Directions: List every line of the records below that contains the word "traffic", copying each such line in full.

Records for this exercise:
⟨
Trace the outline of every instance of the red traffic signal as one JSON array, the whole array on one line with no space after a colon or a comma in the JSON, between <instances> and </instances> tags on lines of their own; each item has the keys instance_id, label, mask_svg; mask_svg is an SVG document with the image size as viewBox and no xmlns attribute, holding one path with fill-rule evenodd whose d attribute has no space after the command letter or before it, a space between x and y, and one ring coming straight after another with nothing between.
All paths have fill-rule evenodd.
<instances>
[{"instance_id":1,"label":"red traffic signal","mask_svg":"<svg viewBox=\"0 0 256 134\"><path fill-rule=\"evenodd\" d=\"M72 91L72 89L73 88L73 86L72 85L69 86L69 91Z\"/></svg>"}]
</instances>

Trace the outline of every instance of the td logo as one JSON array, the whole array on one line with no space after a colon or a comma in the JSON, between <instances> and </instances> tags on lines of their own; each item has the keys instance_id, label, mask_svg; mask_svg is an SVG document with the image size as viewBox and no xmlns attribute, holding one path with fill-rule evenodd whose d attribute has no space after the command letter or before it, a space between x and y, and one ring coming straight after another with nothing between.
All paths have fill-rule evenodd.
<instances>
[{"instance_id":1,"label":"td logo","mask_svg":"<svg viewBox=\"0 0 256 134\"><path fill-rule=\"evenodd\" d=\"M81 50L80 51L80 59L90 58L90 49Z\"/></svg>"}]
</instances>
⟩
⟨
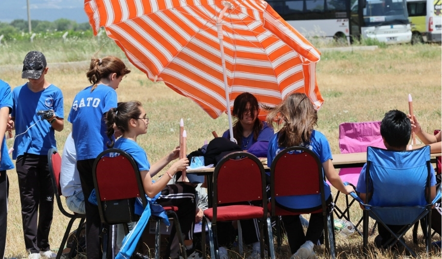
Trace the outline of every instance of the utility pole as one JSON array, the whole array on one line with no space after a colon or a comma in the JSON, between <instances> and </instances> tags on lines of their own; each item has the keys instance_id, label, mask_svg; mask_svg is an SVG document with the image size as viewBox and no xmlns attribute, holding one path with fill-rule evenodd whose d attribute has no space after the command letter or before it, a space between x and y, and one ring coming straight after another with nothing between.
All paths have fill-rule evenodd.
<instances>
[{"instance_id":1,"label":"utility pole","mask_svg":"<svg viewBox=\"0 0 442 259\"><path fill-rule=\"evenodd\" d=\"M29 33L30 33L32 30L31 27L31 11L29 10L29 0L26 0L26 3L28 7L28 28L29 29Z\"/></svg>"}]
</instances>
⟩
⟨
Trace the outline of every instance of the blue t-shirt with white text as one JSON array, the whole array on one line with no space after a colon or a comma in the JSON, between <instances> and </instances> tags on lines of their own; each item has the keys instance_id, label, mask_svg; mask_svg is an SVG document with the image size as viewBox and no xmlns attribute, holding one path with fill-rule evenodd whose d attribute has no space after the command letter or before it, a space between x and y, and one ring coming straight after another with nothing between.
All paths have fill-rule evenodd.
⟩
Response to this task:
Trace the outline of every instance of the red traffic signal as one JSON array, the whole array on one line with no space after a colon or a comma in the JSON, between <instances> and </instances> tags on lines of their own; each item has the keys instance_id, label, mask_svg; mask_svg is an SVG document with the image size as viewBox and no xmlns attribute, holding one path with fill-rule evenodd whose d attribute has no space after the command letter or before it, a space between x and y, and one ring coming straight after another with nothing between.
[{"instance_id":1,"label":"red traffic signal","mask_svg":"<svg viewBox=\"0 0 256 134\"><path fill-rule=\"evenodd\" d=\"M72 91L72 89L73 88L73 86L72 85L69 86L69 91Z\"/></svg>"}]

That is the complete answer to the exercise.